§ Extrait
- - - - -
L’Afrique et la Covid-19, des tensions à prévoir

L’Afrique et la Covid-19, des tensions à prévoir

En 2019, l’Afrique comptait 1,3 milliard d’habitants. L’âge médian était de 20 ans, contre 42 ans en Europe. En Afrique, 41 % de la population avait moins de 15 ans quand ce taux était de 15 % au sein de l’Union européenne. Face à l’épidémie de Covid-19, la jeunesse de la population africaine constitue un atout, tout comme l’expérience acquise ces dernières années en matière d’épidémie. Si la jeunesse a permis au continent de passer relativement bien le cap de la première vague, il semble que la situation se soit, depuis, compliquée notamment avec la diffusion en son sein du variant sud-africain qui est plus contagieux et qui toucherait davantage les jeunes.

Un variant plus dangereux pour les jeunes 

En Afrique du Sud, 132 000 décès imputés à la Covid-19 ont été recensés depuis le mois de mai ; ce pays enregistre un taux de létalité plus élevé que celui enregistré dans les pays d’Europe occidentale. La situation tend également à se détériorer dans plusieurs pays subsahariens comme au Sénégal où les hôpitaux seraient en tension et feraient face à des pénuries de matériels. 

Le coronavirus, type sud-africain, progresse également très rapidement en Côte d’Ivoire. Les autorités craignent une explosion épidémique avec une transmission aux personnes âgées par les jeunes. Plusieurs foyers donnant lieu à de nombreux décès ont été recensés au Gabon. Des experts estiment que le nombre de cas est plusieurs fois plus élevé que les décomptes officiels. La réalité de l’épidémie serait masquée par le peu de fiabilité des outils statistiques.
- - - - -
§ Données extraites
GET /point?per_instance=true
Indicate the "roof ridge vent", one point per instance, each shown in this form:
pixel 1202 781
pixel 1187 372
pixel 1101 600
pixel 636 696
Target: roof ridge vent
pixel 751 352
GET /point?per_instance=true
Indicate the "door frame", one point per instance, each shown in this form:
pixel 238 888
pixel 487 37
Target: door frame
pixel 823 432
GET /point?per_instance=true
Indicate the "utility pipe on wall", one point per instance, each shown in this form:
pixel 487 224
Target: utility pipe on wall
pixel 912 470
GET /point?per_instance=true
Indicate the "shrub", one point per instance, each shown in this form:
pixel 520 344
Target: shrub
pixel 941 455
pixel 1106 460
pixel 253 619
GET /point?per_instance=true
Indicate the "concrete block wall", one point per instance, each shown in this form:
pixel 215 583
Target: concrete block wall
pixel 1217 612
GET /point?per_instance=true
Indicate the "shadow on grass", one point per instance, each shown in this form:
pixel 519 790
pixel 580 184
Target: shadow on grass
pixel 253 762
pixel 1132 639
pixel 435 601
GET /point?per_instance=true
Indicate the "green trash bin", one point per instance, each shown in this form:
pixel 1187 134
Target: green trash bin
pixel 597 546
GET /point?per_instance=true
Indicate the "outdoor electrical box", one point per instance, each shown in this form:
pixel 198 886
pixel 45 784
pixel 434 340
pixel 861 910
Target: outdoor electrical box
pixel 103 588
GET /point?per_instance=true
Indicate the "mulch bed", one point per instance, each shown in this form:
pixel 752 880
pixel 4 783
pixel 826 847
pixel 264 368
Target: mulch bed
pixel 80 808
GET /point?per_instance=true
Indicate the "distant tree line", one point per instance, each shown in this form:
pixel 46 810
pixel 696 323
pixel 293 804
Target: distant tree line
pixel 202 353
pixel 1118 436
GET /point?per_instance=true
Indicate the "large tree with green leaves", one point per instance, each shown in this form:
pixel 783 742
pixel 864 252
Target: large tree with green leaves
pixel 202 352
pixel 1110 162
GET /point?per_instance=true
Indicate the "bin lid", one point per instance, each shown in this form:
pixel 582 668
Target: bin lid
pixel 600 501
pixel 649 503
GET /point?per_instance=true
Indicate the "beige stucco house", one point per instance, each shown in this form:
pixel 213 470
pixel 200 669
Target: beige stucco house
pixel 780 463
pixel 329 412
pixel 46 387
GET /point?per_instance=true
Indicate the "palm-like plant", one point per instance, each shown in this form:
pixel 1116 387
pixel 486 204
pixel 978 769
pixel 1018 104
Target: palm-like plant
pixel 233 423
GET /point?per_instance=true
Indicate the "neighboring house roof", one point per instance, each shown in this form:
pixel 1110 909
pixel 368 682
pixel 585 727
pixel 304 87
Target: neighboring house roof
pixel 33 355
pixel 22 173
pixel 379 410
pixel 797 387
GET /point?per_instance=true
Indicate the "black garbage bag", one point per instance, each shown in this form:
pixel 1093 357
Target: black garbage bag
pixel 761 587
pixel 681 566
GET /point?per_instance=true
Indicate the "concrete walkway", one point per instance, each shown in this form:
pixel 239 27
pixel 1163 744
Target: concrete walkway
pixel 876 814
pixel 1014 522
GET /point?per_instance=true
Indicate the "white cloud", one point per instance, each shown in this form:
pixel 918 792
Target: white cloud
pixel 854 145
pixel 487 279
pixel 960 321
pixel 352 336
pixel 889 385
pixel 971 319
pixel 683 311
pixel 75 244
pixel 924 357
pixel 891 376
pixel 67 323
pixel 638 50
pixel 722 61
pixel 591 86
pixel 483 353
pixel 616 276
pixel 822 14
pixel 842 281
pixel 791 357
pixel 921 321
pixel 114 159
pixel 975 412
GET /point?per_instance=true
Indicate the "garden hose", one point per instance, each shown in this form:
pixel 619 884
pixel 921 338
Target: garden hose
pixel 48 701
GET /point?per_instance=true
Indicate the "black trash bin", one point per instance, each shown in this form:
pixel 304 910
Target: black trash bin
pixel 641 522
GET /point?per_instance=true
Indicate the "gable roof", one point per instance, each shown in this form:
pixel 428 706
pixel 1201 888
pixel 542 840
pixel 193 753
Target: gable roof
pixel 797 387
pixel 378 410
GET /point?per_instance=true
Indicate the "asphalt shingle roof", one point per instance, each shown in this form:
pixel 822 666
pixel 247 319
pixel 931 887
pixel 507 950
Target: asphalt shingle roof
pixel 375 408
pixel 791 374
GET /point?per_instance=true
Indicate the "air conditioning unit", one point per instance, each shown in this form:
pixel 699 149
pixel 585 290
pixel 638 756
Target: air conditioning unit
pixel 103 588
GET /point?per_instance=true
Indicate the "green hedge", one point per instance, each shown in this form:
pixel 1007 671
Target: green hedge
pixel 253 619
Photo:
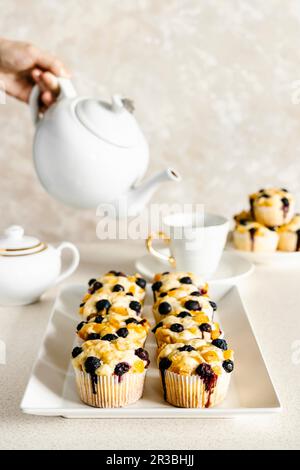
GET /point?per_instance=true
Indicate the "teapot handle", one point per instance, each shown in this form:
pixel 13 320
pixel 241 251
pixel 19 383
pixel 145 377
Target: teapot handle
pixel 66 90
pixel 74 263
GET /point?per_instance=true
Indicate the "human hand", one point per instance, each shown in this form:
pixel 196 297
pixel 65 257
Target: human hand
pixel 22 65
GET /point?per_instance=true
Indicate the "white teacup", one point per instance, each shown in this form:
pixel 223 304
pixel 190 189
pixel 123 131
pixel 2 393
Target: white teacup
pixel 196 241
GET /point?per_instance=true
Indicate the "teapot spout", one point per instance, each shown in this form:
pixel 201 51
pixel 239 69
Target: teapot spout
pixel 138 197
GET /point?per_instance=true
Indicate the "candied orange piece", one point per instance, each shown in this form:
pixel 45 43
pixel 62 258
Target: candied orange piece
pixel 228 354
pixel 201 318
pixel 120 310
pixel 215 334
pixel 115 323
pixel 217 370
pixel 210 356
pixel 138 366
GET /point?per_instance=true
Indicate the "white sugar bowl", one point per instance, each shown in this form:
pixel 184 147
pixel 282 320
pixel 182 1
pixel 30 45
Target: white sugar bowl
pixel 29 267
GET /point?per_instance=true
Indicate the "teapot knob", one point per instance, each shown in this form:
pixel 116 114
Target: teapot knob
pixel 15 232
pixel 119 104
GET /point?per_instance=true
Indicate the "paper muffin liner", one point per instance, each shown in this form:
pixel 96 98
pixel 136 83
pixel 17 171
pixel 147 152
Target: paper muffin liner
pixel 189 391
pixel 110 391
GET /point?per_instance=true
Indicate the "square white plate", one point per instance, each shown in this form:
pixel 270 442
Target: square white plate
pixel 51 390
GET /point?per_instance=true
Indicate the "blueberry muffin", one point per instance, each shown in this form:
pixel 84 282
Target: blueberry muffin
pixel 243 217
pixel 195 374
pixel 101 303
pixel 115 281
pixel 185 306
pixel 272 207
pixel 289 235
pixel 110 327
pixel 252 236
pixel 166 282
pixel 108 377
pixel 184 329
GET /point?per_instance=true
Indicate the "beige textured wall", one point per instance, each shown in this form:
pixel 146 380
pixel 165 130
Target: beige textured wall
pixel 212 85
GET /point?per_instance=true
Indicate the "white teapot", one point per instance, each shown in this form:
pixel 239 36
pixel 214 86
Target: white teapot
pixel 88 152
pixel 28 267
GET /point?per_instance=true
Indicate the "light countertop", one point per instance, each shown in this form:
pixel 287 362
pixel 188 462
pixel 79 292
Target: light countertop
pixel 272 298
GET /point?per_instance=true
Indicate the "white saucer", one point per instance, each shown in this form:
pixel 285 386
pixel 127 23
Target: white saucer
pixel 277 257
pixel 231 268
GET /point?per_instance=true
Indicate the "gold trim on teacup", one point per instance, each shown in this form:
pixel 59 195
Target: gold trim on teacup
pixel 9 250
pixel 43 248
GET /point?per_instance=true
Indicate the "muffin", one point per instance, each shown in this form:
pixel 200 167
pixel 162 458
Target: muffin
pixel 272 207
pixel 165 282
pixel 190 304
pixel 110 327
pixel 102 303
pixel 289 235
pixel 252 236
pixel 243 217
pixel 109 377
pixel 115 281
pixel 184 329
pixel 195 374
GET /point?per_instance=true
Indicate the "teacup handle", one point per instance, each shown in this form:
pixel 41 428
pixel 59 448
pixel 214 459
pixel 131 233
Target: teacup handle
pixel 74 263
pixel 160 236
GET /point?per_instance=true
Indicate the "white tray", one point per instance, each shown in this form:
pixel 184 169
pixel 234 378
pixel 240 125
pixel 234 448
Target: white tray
pixel 51 389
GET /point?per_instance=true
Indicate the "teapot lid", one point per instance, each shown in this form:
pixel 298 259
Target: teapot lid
pixel 113 122
pixel 13 242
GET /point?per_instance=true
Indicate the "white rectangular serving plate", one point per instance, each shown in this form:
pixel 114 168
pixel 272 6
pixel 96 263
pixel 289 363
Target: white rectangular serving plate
pixel 51 390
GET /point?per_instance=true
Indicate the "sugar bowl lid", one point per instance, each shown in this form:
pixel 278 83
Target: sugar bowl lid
pixel 13 242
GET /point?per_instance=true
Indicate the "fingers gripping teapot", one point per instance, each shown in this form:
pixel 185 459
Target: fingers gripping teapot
pixel 88 152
- - - - -
§ Consignes
1 - Relevez tous les pays nommés dans l'extrait sur l'Afrique et la Covid-19.
2 - Recopiez l'extrait de "Un variant plus" jusqu'à "pénuries de matériels.", bornes comprises.

§ Corrigé
1 - Afrique du Sud, Sénégal, Côte d'Ivoire, Gabon

2 -
Un variant plus dangereux pour les jeunes 

En Afrique du Sud, 132 000 décès imputés à la Covid-19 ont été recensés depuis le mois de mai ; ce pays enregistre un taux de létalité plus élevé que celui enregistré dans les pays d’Europe occidentale. La situation tend également à se détériorer dans plusieurs pays subsahariens comme au Sénégal où les hôpitaux seraient en tension et feraient face à des pénuries de matériels.